> [WHAT YOU ARE ASKED TO DO]: State how many lines of the data below contain the word "polo". Give only the number.

(Extracted data entries)
-=-=-=-=-

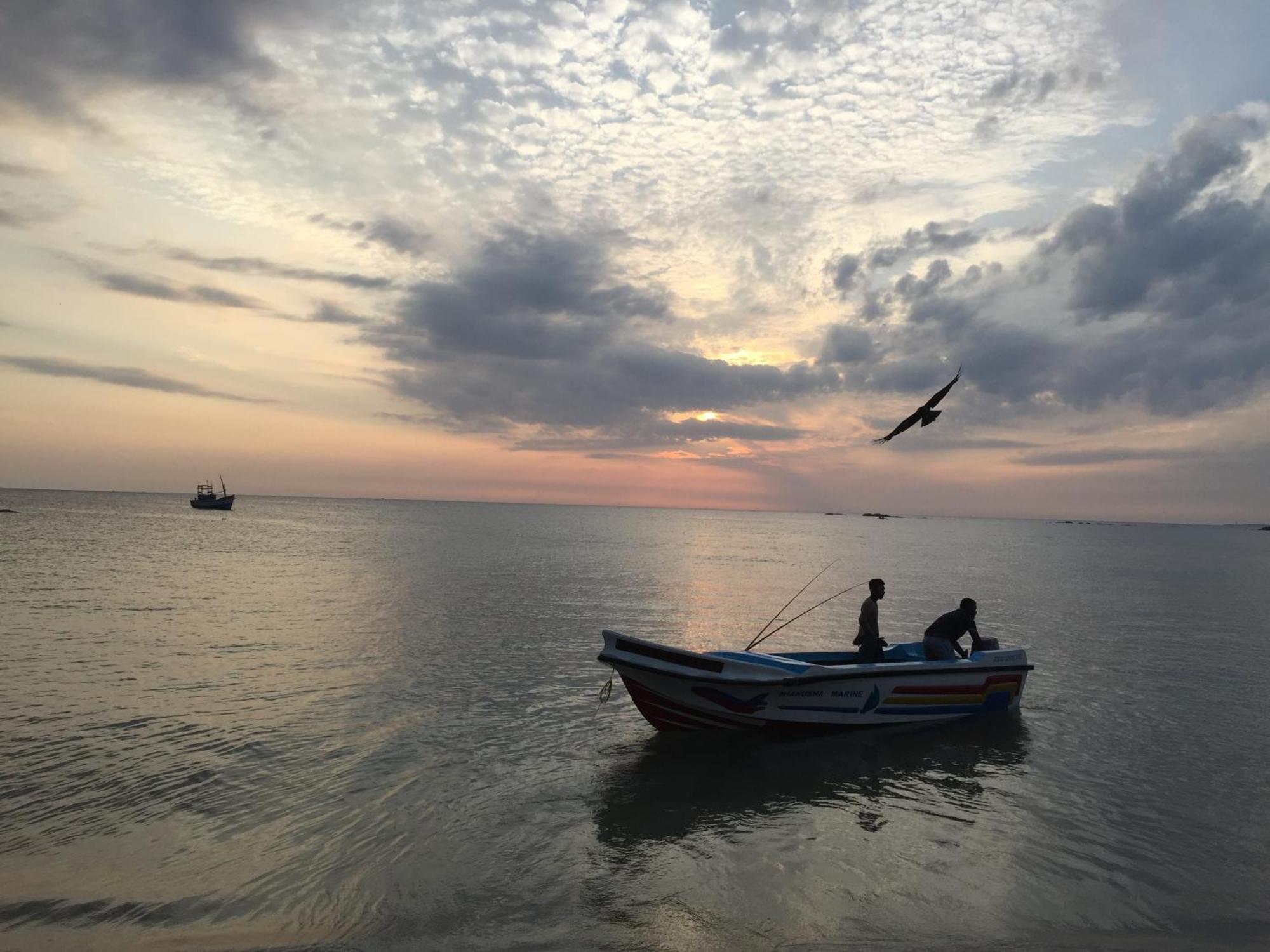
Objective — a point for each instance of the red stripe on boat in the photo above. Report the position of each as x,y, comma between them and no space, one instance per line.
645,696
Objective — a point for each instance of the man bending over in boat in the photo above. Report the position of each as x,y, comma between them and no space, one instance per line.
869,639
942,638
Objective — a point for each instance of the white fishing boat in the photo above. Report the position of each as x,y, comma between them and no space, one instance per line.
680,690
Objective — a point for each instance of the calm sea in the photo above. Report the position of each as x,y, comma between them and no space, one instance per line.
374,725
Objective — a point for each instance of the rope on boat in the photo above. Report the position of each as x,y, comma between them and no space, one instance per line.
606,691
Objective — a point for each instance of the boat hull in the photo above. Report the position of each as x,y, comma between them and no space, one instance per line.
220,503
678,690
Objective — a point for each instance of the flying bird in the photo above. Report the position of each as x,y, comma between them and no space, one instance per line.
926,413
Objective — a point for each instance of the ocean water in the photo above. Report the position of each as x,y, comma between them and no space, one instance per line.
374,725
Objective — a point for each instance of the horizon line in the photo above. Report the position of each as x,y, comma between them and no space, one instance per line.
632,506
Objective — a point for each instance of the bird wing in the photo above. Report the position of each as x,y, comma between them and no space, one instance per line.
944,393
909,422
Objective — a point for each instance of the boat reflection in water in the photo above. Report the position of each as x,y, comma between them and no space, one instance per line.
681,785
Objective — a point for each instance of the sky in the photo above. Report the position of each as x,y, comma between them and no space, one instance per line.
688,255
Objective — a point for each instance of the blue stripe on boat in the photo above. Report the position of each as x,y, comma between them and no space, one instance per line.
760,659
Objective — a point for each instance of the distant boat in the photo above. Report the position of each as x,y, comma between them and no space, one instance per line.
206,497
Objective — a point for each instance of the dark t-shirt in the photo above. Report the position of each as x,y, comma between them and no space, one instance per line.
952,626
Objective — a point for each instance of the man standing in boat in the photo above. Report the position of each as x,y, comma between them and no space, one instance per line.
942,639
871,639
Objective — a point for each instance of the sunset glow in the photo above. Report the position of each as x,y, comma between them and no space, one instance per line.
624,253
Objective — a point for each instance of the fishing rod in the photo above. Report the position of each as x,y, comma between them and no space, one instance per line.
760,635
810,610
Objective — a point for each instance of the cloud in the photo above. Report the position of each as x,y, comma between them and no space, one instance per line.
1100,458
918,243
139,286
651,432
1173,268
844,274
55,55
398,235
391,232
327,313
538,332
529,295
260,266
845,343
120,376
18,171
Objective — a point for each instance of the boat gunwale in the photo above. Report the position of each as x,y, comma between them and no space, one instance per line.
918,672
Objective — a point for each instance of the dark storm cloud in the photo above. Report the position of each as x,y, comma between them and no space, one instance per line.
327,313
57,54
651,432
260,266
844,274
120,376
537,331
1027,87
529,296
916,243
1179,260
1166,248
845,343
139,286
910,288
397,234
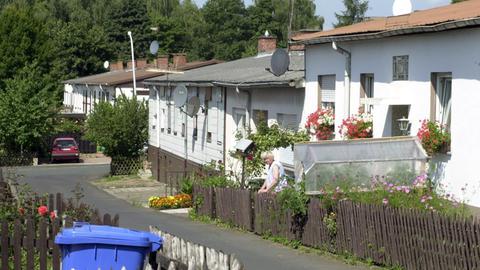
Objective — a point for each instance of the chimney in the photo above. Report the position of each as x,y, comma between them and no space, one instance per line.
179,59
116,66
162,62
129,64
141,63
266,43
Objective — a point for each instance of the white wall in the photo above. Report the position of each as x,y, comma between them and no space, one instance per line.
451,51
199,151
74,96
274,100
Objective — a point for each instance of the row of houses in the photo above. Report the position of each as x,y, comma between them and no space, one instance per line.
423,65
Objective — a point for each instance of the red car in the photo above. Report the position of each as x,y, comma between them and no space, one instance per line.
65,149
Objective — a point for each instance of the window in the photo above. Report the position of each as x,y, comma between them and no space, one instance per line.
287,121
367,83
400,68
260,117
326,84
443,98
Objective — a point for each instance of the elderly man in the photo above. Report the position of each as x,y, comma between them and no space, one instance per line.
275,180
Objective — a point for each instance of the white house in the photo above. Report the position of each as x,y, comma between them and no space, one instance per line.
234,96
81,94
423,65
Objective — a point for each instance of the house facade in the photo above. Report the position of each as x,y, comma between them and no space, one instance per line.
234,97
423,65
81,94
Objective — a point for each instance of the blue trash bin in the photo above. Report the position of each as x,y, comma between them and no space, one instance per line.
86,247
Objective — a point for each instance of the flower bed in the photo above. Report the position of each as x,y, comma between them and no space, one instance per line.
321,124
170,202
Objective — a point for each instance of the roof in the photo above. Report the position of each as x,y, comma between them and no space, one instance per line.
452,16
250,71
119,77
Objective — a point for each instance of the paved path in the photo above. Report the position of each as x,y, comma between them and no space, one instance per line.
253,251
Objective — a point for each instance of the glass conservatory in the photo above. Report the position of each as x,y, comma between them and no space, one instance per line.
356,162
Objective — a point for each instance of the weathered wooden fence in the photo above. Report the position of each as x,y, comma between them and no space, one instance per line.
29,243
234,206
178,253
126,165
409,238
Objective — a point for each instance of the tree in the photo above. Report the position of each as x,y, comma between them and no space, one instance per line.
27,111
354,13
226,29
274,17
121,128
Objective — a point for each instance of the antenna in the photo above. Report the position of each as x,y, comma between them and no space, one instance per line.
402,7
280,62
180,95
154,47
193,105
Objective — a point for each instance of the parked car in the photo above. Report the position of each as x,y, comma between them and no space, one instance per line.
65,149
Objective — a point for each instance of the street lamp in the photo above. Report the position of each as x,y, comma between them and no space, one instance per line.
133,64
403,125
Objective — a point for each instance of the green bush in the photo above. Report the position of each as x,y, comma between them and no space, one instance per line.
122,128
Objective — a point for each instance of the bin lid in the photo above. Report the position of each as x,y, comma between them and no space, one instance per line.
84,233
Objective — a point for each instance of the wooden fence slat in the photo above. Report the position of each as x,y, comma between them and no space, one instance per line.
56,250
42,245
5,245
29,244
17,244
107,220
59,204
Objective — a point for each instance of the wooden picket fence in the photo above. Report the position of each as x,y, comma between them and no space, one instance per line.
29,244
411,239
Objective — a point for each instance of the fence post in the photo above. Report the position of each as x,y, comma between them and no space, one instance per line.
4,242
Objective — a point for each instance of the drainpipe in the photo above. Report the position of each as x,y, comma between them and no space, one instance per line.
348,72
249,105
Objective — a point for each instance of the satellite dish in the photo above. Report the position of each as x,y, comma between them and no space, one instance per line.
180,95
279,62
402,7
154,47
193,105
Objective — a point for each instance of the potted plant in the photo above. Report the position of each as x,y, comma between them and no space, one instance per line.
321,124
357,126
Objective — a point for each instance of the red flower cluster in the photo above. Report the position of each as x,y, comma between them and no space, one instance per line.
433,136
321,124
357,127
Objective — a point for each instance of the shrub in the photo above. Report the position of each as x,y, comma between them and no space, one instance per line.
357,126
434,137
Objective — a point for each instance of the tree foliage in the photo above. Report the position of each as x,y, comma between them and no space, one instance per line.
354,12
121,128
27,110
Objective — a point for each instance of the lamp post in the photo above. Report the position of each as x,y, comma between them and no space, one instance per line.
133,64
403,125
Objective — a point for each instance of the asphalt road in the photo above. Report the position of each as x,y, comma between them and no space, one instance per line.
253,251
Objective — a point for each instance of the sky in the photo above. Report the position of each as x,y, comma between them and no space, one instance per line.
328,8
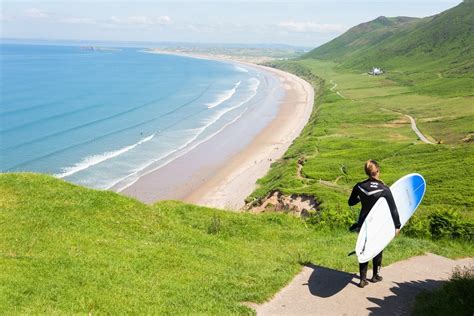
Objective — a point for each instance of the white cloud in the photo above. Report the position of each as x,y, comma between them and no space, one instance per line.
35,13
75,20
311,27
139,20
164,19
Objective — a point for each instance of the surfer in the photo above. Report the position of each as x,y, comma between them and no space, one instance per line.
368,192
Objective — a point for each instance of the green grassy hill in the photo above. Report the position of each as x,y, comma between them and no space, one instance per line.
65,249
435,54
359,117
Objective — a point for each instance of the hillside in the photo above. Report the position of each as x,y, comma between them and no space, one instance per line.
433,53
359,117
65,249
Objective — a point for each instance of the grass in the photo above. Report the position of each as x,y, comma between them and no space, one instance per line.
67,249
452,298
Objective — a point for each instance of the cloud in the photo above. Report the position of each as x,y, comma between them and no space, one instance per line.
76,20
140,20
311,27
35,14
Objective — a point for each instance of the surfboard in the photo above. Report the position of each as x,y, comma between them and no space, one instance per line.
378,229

-=-=-=-=-

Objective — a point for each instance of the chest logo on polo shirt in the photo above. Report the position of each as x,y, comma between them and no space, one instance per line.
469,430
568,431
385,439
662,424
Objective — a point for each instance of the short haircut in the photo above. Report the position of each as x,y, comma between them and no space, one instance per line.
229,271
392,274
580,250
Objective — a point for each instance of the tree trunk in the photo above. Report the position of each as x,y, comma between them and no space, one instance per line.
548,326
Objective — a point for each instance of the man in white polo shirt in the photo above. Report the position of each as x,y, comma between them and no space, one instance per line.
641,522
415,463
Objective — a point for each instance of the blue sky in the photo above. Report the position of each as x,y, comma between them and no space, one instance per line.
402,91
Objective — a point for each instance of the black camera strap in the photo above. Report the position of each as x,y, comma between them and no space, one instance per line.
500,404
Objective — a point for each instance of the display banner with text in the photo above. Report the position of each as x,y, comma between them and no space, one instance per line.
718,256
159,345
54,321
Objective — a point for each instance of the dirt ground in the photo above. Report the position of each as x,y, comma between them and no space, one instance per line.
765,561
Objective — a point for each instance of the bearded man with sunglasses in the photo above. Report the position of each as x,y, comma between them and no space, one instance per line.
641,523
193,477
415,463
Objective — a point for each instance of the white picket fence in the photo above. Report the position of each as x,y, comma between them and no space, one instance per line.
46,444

-=-=-=-=-

> [SOLUTION FOR THIS TASK]: 2